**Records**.
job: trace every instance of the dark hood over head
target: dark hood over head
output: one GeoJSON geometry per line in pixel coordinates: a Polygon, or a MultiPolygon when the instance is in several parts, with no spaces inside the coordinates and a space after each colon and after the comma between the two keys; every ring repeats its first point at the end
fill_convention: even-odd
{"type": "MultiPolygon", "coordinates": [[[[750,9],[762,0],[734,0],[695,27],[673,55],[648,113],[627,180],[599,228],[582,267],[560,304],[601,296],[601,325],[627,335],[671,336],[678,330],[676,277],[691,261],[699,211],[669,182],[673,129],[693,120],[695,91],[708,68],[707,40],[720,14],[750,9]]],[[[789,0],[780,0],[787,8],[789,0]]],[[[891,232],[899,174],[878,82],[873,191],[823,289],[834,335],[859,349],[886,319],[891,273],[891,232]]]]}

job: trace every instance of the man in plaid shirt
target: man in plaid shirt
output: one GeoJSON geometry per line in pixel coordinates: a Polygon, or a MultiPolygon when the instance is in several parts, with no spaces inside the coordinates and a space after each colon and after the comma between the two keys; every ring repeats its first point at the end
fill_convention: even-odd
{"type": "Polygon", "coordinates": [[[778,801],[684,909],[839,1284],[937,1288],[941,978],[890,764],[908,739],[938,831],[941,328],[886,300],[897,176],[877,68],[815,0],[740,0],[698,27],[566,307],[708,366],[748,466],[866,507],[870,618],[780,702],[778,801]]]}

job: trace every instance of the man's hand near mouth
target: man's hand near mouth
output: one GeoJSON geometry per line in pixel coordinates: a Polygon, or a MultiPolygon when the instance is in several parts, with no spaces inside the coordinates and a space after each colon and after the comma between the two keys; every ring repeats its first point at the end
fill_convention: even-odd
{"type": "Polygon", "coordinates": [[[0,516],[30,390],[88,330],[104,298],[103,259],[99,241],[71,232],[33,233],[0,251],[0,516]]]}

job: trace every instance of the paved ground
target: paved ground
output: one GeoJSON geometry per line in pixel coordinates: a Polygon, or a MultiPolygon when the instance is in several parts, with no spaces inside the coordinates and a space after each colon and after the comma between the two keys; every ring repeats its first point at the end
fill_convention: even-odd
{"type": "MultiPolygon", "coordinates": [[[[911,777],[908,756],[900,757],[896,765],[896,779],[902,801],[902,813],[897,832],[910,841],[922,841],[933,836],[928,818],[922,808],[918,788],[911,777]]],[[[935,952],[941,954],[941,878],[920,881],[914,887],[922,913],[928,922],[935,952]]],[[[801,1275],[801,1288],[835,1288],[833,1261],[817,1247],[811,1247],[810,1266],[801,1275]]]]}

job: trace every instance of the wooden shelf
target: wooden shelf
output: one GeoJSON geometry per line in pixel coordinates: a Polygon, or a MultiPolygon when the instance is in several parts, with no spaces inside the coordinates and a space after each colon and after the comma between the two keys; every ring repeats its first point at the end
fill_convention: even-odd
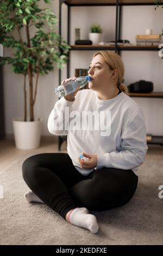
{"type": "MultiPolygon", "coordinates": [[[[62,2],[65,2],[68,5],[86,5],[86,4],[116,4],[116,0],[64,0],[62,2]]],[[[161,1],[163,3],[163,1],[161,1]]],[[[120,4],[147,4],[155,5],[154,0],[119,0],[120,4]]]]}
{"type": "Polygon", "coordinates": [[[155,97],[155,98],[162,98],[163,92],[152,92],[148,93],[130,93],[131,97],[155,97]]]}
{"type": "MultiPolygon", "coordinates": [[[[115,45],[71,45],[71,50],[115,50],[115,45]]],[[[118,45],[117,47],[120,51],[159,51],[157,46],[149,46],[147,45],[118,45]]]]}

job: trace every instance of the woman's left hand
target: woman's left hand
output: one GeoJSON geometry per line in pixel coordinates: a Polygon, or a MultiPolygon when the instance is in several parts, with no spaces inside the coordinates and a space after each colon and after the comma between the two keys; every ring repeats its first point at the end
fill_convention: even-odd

**THE TASK**. Replace "trace" with "outline" in the records from their start through the line containing "target: dark hood over head". Return only those lines, leaving everything else unchanged.

**ANSWER**.
job: outline every instance of the dark hood over head
target: dark hood over head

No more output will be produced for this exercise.